• Exercise details
Locate each line in the entries below that contains the word "roof", and copy every such line in full.

• Dataset excerpts
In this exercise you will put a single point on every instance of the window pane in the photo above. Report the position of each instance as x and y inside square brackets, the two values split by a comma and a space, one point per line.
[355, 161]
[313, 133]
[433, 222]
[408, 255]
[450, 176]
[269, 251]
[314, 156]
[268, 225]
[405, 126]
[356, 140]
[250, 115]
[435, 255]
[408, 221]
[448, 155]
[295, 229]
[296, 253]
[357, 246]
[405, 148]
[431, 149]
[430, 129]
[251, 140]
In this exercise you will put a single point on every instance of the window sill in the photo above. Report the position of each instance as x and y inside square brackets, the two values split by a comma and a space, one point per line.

...

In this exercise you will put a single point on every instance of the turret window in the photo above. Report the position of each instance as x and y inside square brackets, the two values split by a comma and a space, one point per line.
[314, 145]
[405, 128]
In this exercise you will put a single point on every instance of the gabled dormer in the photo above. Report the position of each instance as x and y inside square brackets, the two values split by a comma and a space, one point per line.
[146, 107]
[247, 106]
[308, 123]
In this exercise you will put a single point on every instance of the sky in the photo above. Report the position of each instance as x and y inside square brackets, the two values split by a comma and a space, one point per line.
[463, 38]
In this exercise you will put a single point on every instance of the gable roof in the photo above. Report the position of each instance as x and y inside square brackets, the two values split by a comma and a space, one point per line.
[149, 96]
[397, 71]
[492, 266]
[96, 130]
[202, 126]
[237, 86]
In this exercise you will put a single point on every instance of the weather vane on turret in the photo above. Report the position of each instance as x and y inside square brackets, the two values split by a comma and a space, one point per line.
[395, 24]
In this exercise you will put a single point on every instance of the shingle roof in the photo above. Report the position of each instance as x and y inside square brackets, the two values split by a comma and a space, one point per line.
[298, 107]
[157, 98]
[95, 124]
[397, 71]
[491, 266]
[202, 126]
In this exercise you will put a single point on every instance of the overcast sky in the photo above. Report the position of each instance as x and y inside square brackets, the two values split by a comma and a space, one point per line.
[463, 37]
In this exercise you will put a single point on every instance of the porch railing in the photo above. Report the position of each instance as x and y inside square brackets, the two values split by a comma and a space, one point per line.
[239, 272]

• Expected answer
In this exercise you will put a single point on every instance of the gable roof in the photo above. Report the position of each instance as x and y inside square brackets, the two values split by a comma and a space, one point per line.
In this exercise you will put a single point on every instance of the shingle roof in the photo above. Report the position of each instance as x and y inside square brackets, the two values split by a comma and a space, one point per line.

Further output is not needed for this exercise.